OBJECTIVE:
Could you update these entries by replacing "pixel coordinates" with "image coordinates" and keeping everything else unchanged? Leave the pictures out of your answer.

**** GIVEN RECORDS

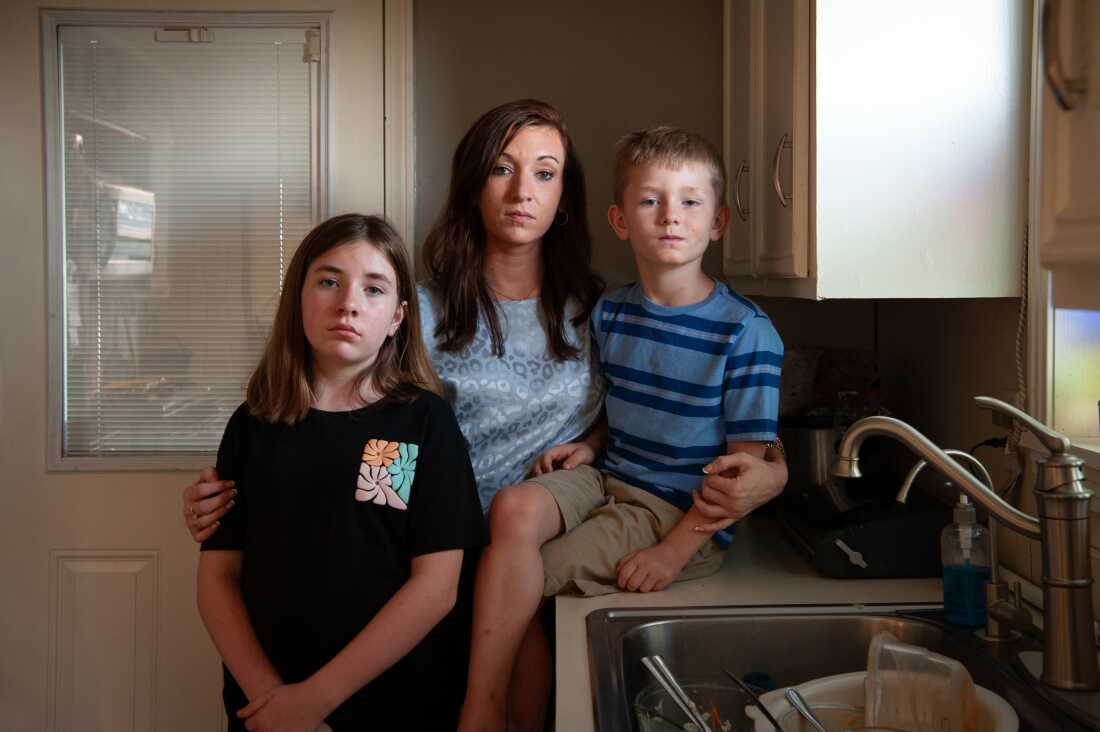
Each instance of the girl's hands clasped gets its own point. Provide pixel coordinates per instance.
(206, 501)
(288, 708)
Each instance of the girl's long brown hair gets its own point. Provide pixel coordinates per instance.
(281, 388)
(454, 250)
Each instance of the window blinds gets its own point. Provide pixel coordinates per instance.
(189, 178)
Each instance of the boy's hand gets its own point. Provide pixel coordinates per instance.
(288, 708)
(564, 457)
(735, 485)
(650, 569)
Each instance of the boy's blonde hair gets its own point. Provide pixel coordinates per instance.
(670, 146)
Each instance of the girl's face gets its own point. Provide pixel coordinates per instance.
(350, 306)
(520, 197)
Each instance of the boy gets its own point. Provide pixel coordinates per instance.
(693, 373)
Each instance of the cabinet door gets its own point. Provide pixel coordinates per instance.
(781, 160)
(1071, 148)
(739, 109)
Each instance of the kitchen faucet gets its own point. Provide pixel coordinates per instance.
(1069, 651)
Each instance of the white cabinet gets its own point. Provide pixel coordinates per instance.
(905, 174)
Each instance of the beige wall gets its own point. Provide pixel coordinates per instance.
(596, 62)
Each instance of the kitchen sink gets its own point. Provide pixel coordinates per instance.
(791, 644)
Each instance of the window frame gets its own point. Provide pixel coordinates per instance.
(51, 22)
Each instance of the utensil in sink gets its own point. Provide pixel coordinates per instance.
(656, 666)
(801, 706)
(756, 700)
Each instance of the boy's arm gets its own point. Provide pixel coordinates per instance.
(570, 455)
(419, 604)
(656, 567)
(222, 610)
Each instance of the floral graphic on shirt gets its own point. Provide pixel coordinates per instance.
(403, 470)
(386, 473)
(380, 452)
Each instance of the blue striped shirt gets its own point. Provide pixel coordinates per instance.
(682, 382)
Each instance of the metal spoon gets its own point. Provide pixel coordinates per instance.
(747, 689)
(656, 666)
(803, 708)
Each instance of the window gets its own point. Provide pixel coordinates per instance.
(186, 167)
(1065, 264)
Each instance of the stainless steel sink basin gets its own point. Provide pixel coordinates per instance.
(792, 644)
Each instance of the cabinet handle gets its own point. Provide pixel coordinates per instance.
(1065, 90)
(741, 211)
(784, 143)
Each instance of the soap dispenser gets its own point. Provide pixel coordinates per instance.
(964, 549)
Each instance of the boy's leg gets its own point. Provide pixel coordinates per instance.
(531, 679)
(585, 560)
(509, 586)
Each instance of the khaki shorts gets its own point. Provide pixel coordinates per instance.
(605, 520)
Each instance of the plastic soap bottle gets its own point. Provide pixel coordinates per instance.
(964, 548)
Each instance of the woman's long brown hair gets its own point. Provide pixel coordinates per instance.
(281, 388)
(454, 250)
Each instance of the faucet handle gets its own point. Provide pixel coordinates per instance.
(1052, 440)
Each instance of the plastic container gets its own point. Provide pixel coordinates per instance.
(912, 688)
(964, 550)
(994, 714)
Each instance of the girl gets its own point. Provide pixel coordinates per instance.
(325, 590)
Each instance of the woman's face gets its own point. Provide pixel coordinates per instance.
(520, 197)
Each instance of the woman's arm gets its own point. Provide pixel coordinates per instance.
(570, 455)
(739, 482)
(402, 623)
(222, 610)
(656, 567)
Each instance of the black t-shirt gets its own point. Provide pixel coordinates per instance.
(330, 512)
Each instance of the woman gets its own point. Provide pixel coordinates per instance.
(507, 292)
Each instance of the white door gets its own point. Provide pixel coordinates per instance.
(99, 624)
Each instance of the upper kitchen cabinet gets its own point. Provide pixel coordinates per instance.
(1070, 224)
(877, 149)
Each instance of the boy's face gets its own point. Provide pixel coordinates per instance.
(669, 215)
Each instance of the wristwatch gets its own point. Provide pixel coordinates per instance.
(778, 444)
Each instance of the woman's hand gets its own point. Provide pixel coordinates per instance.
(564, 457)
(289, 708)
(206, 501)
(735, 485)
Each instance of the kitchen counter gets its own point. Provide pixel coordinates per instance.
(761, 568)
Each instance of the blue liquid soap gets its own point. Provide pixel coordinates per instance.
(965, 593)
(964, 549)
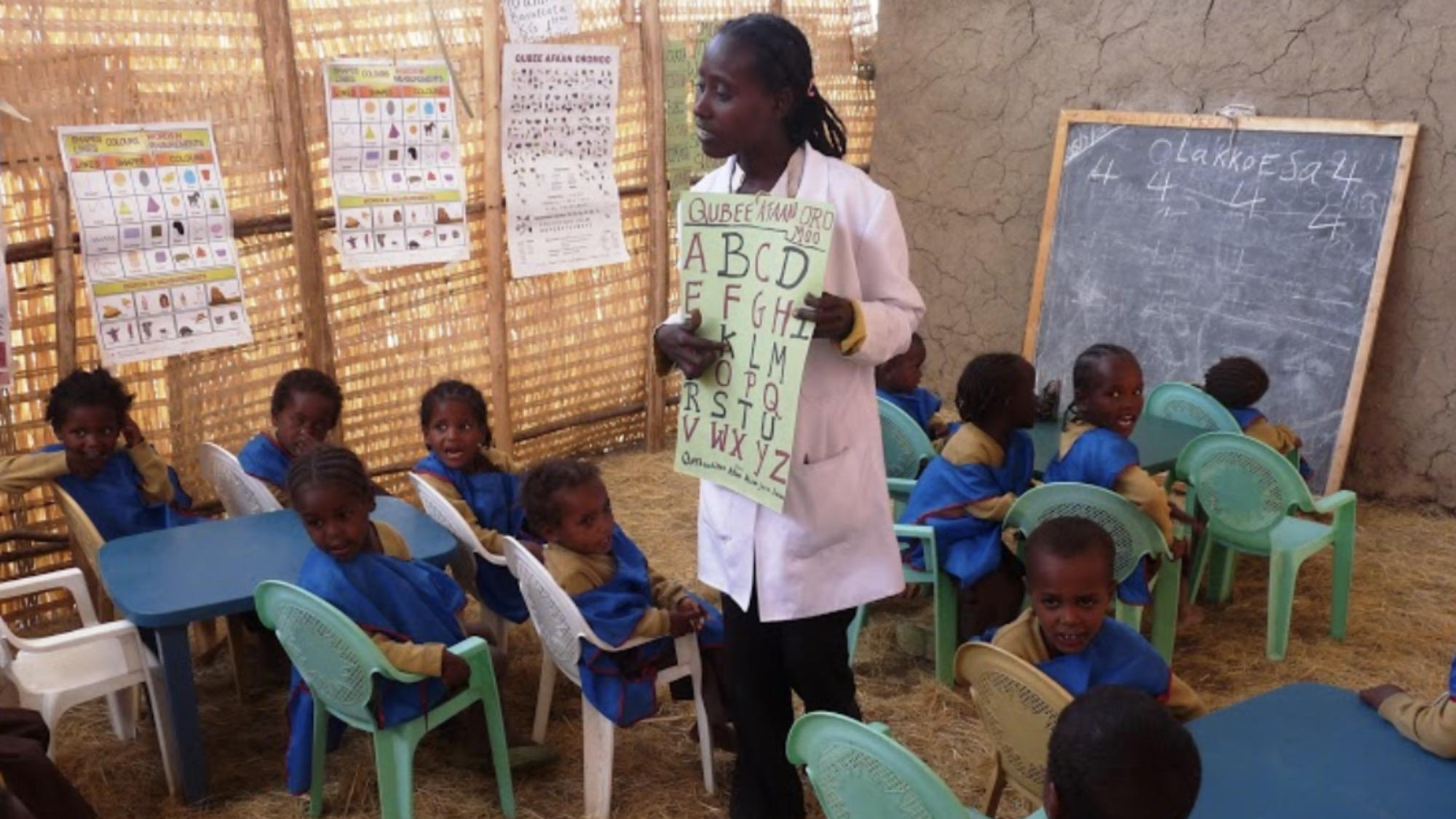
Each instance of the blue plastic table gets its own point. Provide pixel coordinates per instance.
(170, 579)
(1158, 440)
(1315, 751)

********

ANSWER TO THIS TASK:
Each instance of the girl's hands clasped gets its own point. Provide image coordinates per instance.
(206, 501)
(288, 708)
Each instance of the girl's long brown hair gets its own point. Provide image coordinates per instance.
(281, 388)
(454, 250)
Each instance of the window blinds gets its own point. Provide image coordinates per instance.
(189, 178)
Each instance of the boy's hand gets its own point. Provide image coordinates per instance.
(288, 708)
(564, 457)
(735, 485)
(650, 569)
Each instance of the boy's blonde hair gets its own point. Provide image coordinates per instance.
(670, 146)
Each instance of the girl's face gets its own point. Provide image coordinates per instance.
(350, 306)
(520, 197)
Each instance of the boy gets its own point. Provide image coordinates per instance.
(693, 373)
Each instance of the cabinet door gets its own point. Provide image coordinates per instance.
(781, 160)
(1071, 148)
(739, 109)
Each instance of the kitchen faucet gets its own point. Provide image coordinates per instance.
(1069, 651)
Each instance of the white cabinet gets its own point. Provide image coordinates per instance.
(905, 174)
Each instance of the beige wall gets its own point. Provide image coordinates per instance.
(596, 62)
Each instance of the kitchen sink gets its own point. Provide image coordinates per instance.
(791, 644)
Each instance of the window frame gets its own point. Provide image coordinates per instance.
(51, 22)
Each instance of the utensil in sink gets its own point. Provide image coordinates per instance.
(656, 666)
(801, 706)
(756, 700)
Each instance of the boy's arm gets its own point. Provide image coordinates per instance.
(570, 455)
(419, 604)
(656, 567)
(222, 610)
Each instance of the floral graphic on shirt gets its own point. Provide image coordinates per instance.
(403, 470)
(386, 473)
(380, 452)
Each instance of the blue striped shirt gets its own point. Provide image coordinates per instance.
(682, 382)
Each instance of the metal spoon gets its own point. Provide image coordinates per instance.
(747, 689)
(656, 666)
(803, 708)
Each instance of the window gets its own point. Provide image coordinates per instance.
(186, 167)
(1065, 264)
Each instance of the stainless steel sink basin gets its own point. Provide image coordinates per instance.
(792, 644)
Each instance of the cabinet handle gets its own point. Provide image coordinates per instance.
(1065, 90)
(741, 211)
(784, 143)
Each instance of the soap dispenser gets its own point. Provide image coordinates per instance.
(964, 549)
Each instance of the boy's leg gets its own point. Provide image coordinates per instance.
(531, 679)
(585, 560)
(509, 586)
Each instance of the khaki shorts gets its own point. Provide image coordinates per instance.
(605, 520)
Each instance of the plastic soap bottle gets its own point. Provide image coordinates per instance.
(964, 548)
Each instance of the woman's long brown hair gets its own point. Provide image coordinates per instance.
(281, 388)
(454, 250)
Each instance of the faucet handle gets its own point. Provide image coordinates per instance.
(1052, 440)
Each instance of the plastic container gets its own point. Provide image coordinates per instance.
(912, 688)
(964, 550)
(994, 714)
Each instance of the girl gets its own point. Provide image coordinates per instance.
(325, 590)
Each instance of the woman's face gets its own point. Provide image coordinates per instance.
(520, 197)
Each instance of the woman's arm gets its own point. Provide image coordinates per instance.
(570, 455)
(739, 482)
(402, 623)
(222, 610)
(656, 567)
Each instance of the black t-shirt gets its own point. Provide image coordinates per instance.
(330, 512)
Each instance of the woman gets its own point. Provide image coordinates per instance.
(507, 292)
Each instance of the white door gets its own point. Provide image coordinates per instance.
(99, 624)
Each instance of the upper kitchen cabinet gets its own point. Provide image coordinates per instance.
(1070, 224)
(877, 149)
Each instance of the boy's face gets its own point. Provide image coordinates per instance.
(669, 215)
Each instance of the wristwatch gets its own point. Provide image coordinates per instance.
(778, 444)
Each instance of the woman's hand gets its own point. Provide image coordinates per instance.
(564, 457)
(289, 708)
(206, 501)
(735, 485)
Each instance of the kitchen counter gets its own point. Provide image coordinates per instance.
(761, 568)
Each instance of the blue liquid soap gets its own point. Provide image coordinates per instance.
(965, 593)
(964, 549)
Each instance of the blue plastic table gets its own point. Provide image coordinates per instance.
(170, 579)
(1158, 440)
(1315, 751)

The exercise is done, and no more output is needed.